(Extracted material begins)
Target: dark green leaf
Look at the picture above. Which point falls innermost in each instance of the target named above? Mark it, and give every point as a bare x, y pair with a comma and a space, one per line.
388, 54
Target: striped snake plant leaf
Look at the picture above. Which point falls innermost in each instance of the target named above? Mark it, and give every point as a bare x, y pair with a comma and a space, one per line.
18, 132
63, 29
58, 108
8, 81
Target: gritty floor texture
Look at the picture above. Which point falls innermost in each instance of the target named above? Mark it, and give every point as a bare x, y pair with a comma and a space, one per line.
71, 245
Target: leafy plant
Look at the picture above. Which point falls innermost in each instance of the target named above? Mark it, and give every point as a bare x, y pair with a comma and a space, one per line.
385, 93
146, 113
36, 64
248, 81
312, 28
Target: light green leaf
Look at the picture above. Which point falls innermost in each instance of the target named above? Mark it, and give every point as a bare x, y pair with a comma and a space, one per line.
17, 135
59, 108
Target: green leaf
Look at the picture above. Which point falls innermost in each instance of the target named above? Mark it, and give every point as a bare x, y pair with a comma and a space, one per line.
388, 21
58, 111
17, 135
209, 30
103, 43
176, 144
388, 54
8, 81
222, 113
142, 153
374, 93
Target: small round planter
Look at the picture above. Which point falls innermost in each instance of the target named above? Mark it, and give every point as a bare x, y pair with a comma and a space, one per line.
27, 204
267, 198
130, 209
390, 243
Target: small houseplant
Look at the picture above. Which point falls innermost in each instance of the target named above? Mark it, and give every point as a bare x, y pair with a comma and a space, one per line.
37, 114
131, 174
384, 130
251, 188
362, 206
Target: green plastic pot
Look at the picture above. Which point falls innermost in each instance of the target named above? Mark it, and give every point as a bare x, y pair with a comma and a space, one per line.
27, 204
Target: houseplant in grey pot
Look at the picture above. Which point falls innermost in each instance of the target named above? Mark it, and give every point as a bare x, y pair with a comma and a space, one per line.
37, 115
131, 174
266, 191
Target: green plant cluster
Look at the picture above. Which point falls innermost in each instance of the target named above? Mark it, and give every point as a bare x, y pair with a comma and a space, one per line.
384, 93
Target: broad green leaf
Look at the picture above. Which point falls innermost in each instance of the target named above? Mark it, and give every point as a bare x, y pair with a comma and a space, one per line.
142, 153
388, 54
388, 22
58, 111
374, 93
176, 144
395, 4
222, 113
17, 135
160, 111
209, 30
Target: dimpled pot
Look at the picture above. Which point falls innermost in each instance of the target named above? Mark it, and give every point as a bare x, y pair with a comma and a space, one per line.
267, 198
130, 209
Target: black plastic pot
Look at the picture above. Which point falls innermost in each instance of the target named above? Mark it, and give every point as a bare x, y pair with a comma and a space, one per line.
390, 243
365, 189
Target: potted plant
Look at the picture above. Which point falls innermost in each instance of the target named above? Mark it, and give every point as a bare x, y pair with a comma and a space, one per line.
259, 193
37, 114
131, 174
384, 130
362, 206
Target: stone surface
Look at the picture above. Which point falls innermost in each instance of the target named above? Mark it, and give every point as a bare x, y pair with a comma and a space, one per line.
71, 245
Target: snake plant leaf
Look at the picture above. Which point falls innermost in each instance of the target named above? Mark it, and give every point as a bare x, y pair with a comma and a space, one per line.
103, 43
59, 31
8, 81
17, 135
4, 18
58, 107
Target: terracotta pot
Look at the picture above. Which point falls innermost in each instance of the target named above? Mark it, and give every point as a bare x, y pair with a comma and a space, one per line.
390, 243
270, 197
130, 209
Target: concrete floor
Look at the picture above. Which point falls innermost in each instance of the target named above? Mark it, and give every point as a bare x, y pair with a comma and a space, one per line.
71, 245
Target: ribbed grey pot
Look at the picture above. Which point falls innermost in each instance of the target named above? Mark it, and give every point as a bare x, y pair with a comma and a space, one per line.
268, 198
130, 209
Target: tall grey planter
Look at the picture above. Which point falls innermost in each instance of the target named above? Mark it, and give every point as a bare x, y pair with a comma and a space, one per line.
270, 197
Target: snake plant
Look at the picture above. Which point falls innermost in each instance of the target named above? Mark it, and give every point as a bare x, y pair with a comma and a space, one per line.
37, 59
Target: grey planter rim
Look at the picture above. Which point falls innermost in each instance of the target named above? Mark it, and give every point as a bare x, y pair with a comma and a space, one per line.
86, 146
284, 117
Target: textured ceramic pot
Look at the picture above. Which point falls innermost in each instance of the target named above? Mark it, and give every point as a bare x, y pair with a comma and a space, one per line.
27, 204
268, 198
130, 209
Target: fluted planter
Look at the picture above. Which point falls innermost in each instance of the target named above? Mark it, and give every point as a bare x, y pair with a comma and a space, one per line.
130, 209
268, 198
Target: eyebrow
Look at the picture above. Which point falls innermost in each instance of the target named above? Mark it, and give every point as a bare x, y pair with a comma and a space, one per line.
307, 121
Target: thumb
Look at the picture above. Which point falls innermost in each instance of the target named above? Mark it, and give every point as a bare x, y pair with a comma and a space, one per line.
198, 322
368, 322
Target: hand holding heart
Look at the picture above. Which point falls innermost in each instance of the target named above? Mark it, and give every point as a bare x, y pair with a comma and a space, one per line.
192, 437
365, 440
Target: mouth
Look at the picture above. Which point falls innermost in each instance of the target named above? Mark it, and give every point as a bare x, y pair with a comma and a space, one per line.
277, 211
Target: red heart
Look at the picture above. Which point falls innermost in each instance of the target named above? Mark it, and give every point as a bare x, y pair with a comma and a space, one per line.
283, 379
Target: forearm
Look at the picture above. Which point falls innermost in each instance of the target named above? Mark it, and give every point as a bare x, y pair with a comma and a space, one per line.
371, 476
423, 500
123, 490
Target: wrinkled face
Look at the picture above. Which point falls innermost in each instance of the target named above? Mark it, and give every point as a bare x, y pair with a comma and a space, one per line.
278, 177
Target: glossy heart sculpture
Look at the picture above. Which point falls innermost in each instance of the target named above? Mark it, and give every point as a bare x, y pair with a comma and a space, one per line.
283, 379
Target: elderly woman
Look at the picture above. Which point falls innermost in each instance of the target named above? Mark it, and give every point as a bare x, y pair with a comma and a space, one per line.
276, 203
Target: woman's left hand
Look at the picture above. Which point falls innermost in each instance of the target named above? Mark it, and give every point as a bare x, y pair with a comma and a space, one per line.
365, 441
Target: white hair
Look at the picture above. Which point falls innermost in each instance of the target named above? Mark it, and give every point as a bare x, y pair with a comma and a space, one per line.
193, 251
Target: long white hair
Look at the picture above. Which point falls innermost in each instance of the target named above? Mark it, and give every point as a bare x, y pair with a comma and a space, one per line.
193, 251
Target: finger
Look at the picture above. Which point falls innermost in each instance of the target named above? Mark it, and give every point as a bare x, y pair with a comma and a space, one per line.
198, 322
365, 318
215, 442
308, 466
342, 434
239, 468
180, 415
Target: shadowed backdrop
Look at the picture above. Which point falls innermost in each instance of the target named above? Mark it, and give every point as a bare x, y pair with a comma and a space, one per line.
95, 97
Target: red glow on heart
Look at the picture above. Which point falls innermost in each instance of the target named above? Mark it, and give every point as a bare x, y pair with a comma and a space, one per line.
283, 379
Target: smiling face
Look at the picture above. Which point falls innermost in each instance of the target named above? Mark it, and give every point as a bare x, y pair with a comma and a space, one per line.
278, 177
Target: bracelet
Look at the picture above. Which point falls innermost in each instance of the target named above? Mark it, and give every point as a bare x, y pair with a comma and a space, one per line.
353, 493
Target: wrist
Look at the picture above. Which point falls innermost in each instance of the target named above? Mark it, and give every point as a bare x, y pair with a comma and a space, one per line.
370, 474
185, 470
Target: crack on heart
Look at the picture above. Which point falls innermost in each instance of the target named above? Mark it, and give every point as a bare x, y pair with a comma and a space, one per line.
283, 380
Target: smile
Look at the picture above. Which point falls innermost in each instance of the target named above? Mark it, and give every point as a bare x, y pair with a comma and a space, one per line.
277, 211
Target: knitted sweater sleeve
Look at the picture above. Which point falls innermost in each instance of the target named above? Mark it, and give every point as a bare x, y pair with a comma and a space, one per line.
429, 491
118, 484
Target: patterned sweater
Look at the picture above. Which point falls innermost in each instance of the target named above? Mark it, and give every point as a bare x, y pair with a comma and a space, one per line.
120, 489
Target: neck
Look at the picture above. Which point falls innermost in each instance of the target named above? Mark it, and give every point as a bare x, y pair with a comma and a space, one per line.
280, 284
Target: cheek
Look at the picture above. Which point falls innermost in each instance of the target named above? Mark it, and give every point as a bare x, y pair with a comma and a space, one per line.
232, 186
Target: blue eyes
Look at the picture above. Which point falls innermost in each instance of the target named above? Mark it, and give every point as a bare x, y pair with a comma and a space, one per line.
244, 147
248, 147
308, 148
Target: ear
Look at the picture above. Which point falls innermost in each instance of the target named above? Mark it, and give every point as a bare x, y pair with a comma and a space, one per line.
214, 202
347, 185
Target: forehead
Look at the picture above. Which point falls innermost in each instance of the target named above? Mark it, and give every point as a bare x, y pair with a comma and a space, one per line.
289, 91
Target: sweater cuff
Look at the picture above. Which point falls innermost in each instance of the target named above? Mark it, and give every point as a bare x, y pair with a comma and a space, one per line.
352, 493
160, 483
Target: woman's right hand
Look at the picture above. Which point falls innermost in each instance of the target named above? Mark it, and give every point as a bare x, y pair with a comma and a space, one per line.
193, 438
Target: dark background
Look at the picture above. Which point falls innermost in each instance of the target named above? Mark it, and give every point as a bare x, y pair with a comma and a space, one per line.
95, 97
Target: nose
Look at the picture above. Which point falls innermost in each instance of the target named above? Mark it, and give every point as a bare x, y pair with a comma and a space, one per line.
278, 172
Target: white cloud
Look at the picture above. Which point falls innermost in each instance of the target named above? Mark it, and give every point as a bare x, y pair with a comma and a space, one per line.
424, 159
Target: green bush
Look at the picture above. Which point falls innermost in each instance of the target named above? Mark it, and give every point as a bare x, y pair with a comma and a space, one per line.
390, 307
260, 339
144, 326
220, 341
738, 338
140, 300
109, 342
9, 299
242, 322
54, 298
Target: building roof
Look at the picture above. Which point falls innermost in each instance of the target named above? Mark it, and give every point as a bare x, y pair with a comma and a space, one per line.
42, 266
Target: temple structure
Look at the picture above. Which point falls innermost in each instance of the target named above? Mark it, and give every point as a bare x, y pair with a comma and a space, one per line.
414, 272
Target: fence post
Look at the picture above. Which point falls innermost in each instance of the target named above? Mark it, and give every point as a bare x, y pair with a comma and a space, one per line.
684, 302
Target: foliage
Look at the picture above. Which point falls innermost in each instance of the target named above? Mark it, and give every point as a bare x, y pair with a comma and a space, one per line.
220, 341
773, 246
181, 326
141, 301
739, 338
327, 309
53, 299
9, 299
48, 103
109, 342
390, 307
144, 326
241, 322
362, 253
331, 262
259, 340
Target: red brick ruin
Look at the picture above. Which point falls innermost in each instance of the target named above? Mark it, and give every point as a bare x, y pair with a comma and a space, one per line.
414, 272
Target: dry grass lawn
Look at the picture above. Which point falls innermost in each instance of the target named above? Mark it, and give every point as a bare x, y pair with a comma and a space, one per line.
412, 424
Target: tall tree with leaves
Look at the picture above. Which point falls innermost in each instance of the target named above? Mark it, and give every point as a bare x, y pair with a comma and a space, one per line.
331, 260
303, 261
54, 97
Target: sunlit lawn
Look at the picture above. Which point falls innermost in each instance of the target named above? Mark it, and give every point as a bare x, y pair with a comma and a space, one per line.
(Extracted material ends)
**Exercise instructions:**
Starting with the first line of the listing, output each line exactly until you have included the one containing "Target: green leaf".

**Expected answer:**
Target: dark green leaf
Look at the picture above. Which point falls innermost in each instance of the target named above? Mark it, and give every point as a bare x, y pair with a comma and a space, one per line.
388, 54
Target: striped snake plant leaf
Look at the picture above. Which point falls innermost in each instance of the target named above? Mark it, and give every point as a bare x, y pair with a comma and a space, one per line.
18, 132
63, 29
58, 108
8, 81
Target: gritty floor texture
Look at the picture above. Which point falls innermost in each instance of the target named above? Mark it, and give every point as a bare x, y pair with a comma and a space, one per line.
71, 245
Target: leafy plant
Look at the picture above. Which point falls innermost in each instance of the target named above? Mark it, and give every point as a bare x, y pair with a comma and a space, one per line.
385, 93
146, 113
36, 64
248, 81
312, 28
Target: light green leaf
Look at the picture above. Which point falls innermost in each instance of the target named above? Mark it, and give every point as a bare x, y pair with a comma and a space, one per line.
17, 135
59, 108
Target: green leaf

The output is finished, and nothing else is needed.